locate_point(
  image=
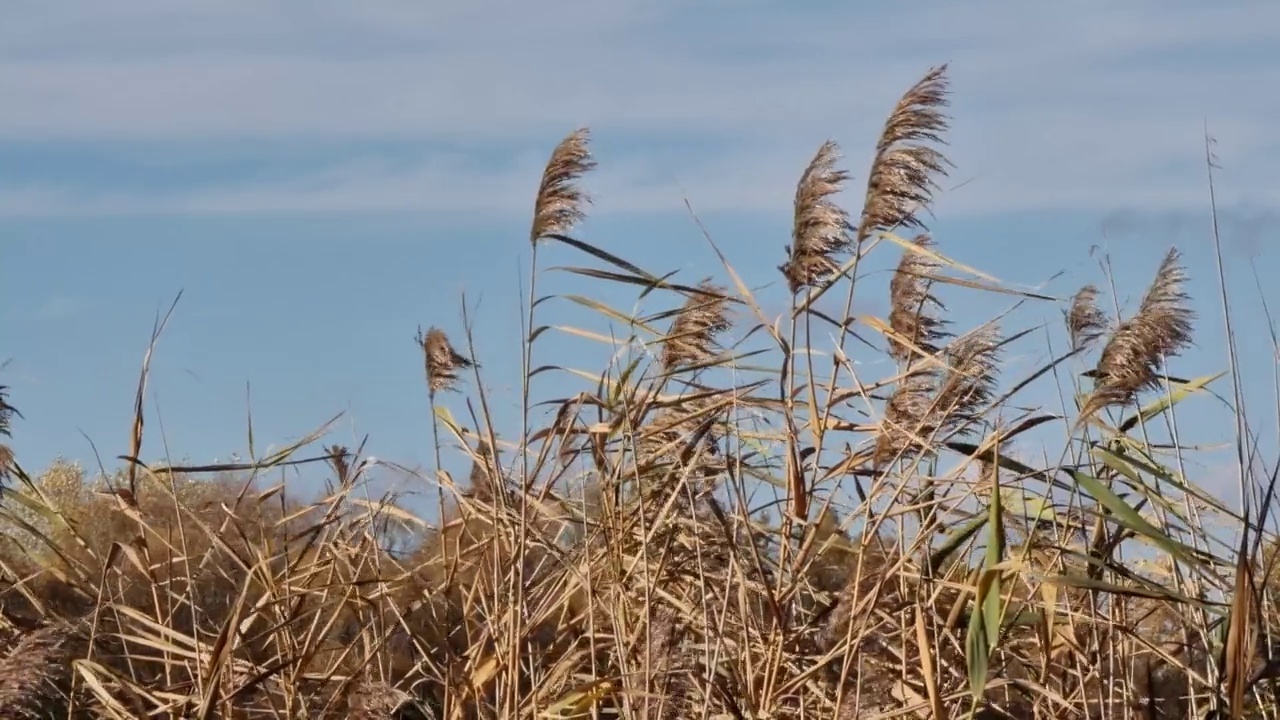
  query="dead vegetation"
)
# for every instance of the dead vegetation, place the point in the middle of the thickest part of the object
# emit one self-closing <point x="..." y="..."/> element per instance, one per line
<point x="621" y="564"/>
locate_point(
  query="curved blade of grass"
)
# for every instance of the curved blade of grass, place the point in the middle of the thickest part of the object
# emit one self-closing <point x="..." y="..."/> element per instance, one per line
<point x="1169" y="400"/>
<point x="1132" y="520"/>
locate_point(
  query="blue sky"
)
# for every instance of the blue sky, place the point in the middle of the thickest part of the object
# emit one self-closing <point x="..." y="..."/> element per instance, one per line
<point x="319" y="178"/>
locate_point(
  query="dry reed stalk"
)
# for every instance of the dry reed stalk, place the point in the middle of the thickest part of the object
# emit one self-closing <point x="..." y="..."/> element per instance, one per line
<point x="821" y="227"/>
<point x="1133" y="356"/>
<point x="561" y="200"/>
<point x="442" y="360"/>
<point x="903" y="173"/>
<point x="913" y="308"/>
<point x="483" y="481"/>
<point x="691" y="340"/>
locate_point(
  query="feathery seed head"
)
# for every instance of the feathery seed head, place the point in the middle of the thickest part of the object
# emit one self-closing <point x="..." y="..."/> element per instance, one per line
<point x="903" y="173"/>
<point x="693" y="333"/>
<point x="969" y="382"/>
<point x="561" y="201"/>
<point x="821" y="227"/>
<point x="1086" y="322"/>
<point x="442" y="360"/>
<point x="1161" y="328"/>
<point x="913" y="306"/>
<point x="908" y="418"/>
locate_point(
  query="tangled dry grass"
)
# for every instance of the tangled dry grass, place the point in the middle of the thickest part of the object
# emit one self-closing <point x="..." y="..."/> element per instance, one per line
<point x="620" y="564"/>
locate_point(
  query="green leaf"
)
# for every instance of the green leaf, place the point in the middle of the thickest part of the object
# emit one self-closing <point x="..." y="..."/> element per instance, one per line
<point x="1132" y="520"/>
<point x="1169" y="400"/>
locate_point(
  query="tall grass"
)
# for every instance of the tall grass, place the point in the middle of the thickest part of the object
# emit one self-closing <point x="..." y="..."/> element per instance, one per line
<point x="621" y="563"/>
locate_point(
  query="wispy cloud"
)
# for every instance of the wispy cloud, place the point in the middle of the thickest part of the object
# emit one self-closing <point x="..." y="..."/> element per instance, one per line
<point x="58" y="306"/>
<point x="1089" y="105"/>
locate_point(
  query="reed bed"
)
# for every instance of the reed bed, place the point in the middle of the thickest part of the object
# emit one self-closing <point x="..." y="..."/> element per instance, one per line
<point x="617" y="560"/>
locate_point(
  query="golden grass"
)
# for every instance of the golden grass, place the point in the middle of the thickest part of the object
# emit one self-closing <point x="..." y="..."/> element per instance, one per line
<point x="621" y="564"/>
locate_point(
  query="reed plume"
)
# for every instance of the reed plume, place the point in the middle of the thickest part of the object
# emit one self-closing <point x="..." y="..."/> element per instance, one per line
<point x="442" y="360"/>
<point x="691" y="340"/>
<point x="908" y="419"/>
<point x="903" y="173"/>
<point x="821" y="227"/>
<point x="1161" y="328"/>
<point x="26" y="671"/>
<point x="1086" y="322"/>
<point x="969" y="381"/>
<point x="561" y="200"/>
<point x="917" y="328"/>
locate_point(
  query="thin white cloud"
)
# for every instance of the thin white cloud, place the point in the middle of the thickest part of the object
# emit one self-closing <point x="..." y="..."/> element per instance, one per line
<point x="1089" y="105"/>
<point x="58" y="306"/>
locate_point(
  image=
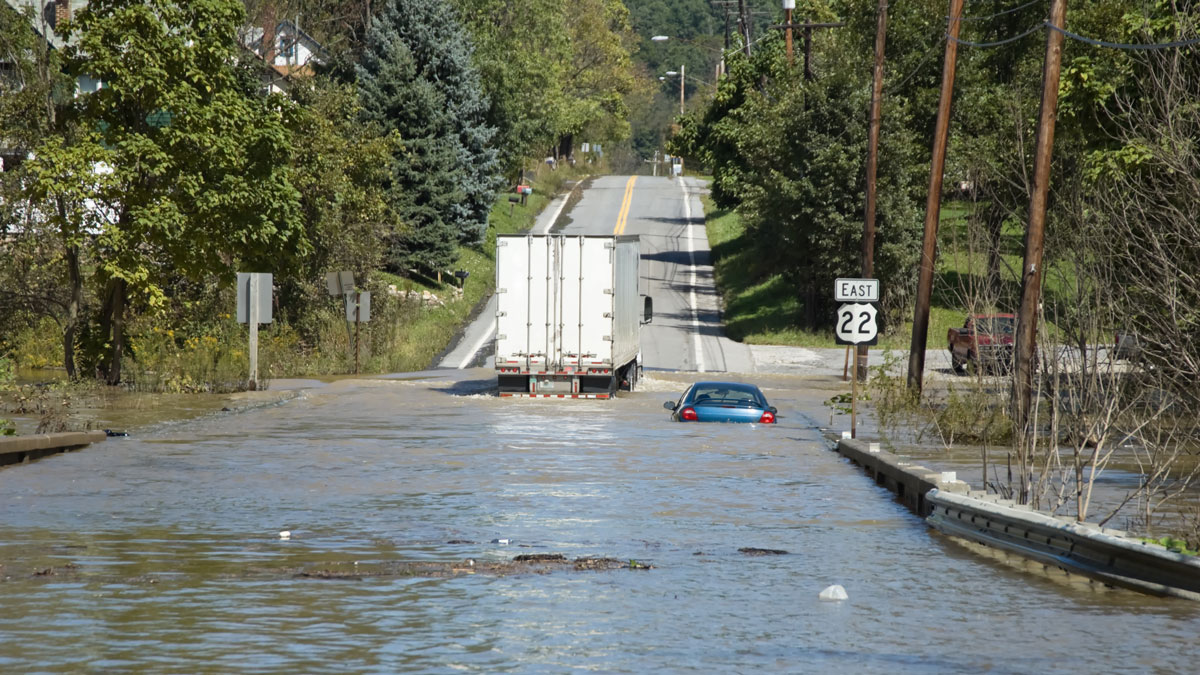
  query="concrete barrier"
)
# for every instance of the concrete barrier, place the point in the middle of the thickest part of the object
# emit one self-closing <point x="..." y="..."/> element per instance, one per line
<point x="1080" y="548"/>
<point x="16" y="449"/>
<point x="910" y="482"/>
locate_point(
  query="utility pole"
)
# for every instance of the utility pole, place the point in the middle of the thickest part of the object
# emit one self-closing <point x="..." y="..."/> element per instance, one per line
<point x="934" y="204"/>
<point x="1035" y="234"/>
<point x="808" y="39"/>
<point x="789" y="5"/>
<point x="682" y="66"/>
<point x="873" y="162"/>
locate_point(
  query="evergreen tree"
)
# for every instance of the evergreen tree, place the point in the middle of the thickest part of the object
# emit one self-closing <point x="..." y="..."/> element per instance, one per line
<point x="417" y="79"/>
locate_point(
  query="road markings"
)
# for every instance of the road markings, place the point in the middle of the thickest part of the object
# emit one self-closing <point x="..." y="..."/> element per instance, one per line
<point x="553" y="219"/>
<point x="483" y="339"/>
<point x="697" y="348"/>
<point x="623" y="215"/>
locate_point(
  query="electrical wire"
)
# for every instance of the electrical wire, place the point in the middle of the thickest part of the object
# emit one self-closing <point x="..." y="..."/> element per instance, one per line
<point x="1122" y="45"/>
<point x="1075" y="36"/>
<point x="999" y="42"/>
<point x="921" y="64"/>
<point x="1001" y="12"/>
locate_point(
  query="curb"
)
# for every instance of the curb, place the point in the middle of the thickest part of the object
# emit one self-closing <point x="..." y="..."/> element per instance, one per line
<point x="18" y="449"/>
<point x="1079" y="548"/>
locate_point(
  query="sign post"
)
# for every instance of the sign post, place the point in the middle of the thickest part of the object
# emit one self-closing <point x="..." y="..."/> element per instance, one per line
<point x="857" y="326"/>
<point x="253" y="308"/>
<point x="358" y="309"/>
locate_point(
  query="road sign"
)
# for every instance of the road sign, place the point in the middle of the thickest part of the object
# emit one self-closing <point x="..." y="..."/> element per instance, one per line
<point x="358" y="306"/>
<point x="255" y="288"/>
<point x="856" y="324"/>
<point x="856" y="291"/>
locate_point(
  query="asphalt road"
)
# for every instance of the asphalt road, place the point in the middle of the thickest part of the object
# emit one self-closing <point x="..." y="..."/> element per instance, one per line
<point x="687" y="333"/>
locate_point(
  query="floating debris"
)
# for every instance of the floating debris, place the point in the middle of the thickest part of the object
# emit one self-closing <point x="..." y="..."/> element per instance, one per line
<point x="833" y="593"/>
<point x="540" y="557"/>
<point x="330" y="574"/>
<point x="750" y="550"/>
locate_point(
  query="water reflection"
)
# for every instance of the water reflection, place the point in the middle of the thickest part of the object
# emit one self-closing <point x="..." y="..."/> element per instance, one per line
<point x="165" y="549"/>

--------------------------------------------------

_WHAT THIS TASK INVOLVES:_ Locate every line above that contains the word "wispy" and copy each such line in full.

_ANSWER TO THE EXERCISE:_
  query="wispy cloud"
# for every instance of the wispy cloud, place the point in the middle of the thickest part of the object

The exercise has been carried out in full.